**TUJUAN TUGAS**
**1)** Rangkumlah berita tentang tuntutan BEM UI terkait RKUHP dalam dua kalimat.
**2)** Teruskan berita tentang tuntutan BEM UI terkait RKUHP dari bagian terakhirnya.

**TEKS SUMBER**
◆ ◆ ◆ ◆
RADARDEPOK.COM – Tuntutan Aliansi Badan Eksekutif Mahasiswa (BEM) Universitas Indonesia (UI) belum juga menerima draf. Maupun statement dari pemerintah dan DPR RI terkait membahas pasal-pasal bermasalah pada Rancangan Kitab Undang-Undang Hukum Pidana (RKUHP), Selasa (5/7). Sembari menunggu jawaban, BEM UI bakal memperkuat basis dalam ke ilmuan tentang RKUHP.
Kepada Harian Radar Depok, Ketua BEM UI, Bayu Satria Utomo mendesak Dewan DPR dan pemerintah membuka akses draft terbaru RKUHP ke publik, sebelum disahkan dalam rapat paripurna pemerintah bersama DPR RI. Pembahasan RKUHP harus dilaksanakan secara transparan dan inklusif dengan mengutamakan partisipasi publik yang bermakna.
Baca Juga : PPKM di Depok Naik Level, Walikota : Kapasitas Ruangan Hanya 70 Persen
Pihaknya, mendorong pemerintah dan DPR, agar melakukan peninjauan kembali terhadap pasal-pasal bermasalah dalam RKUHP sebelum pengesahan dilakukan. “Sampai hari ini (Kemarin) kami belum medapatkan draf. Dan masih belum mendapatkan statement dari pemerintah dan DPR RI untuk membahas pasal-pasal bermasalah, “ ujar Bayu Satria Utomo.
◆ ◆ ◆ ◆
**DATA SUMBER**
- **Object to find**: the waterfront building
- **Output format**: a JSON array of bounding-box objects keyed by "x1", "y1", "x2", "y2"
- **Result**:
◆ ◆ ◆ ◆
**HASIL PER TUGAS**
**1)** Aliansi BEM UI belum menerima draf maupun pernyataan dari pemerintah dan DPR RI terkait pembahasan pasal-pasal bermasalah dalam RKUHP, dan sambil menunggu jawaban akan memperkuat basis keilmuan tentang RKUHP. Ketua BEM UI, Bayu Satria Utomo, mendesak DPR dan pemerintah membuka akses draf terbaru RKUHP ke publik serta meninjau kembali pasal-pasal bermasalah sebelum pengesahan, dan menegaskan bahwa pembahasannya harus transparan, inklusif, dan mengutamakan partisipasi publik yang bermakna.

**2)**
Bayu mengungkapkan, dalam waktu dekat berencana akan memperkuat basisnya dalam ke ilmuan, dengan membangun diskusi-diskusi di setiap kampus mulai dari Jawa, Sumatera, Kalimantan hingga Papua. Pasal yang bermasalah : Pasal 218 dan 291 yang mengatur bahwa setiap orang yang menyerang kehormatan atau harkat dan martabat Presiden atau Wakil Presiden dimuka umum baik secara langsung maupun melalui fasilitas digital dapat di pidana 3 - 4 tahun.
Lalu, ada Pasal 240 dan 241 mengatur penginaan terhadap pemerintahan yang dilakukan secara langsung ataupun menggunakan fasilitas digital di pidana 3-4 tahun penjara. Kemudian Pasal 273 tentang penyelenggaraan unjuk rasa atau demonstrasi tanpa pemberitahuan terlebih dahulu yang dilakukan ditempat umum dapat di pidana satu tahun penjara.
Selain itu, seseorang dapat di pidana 1-2 tahun penjara, apabila melakukan penghinaan terhadap kekuasaan umum dan lembaga negara, baik secara lisan maupun tulisan sebagaimana dimaksud pada Pasal 353 dan 354.
Sementara itu, Direktur DEEP Indonesia, Yusfitriadi mengatakan, penyusunan RKUHP banyak pihak prosesnya jauh dari prinsip keterbukaan, dimana tidak banyak pihak yang terlibat dalam penyusunan RKUHP. Sehingga dengan tidak adanya prinsip keterbukaan tersebut, RKUHP berpotensi untuk dijadikan sebuah alat yang berupa regukatif. Untuk tidak takut partisipasi publik dalam menatakelola aktifitas berbangsa dan bernegara. “Cenderung regulasi disusun hanya untuk kepentingan kekuasaan,” ujar Yusfitriadi.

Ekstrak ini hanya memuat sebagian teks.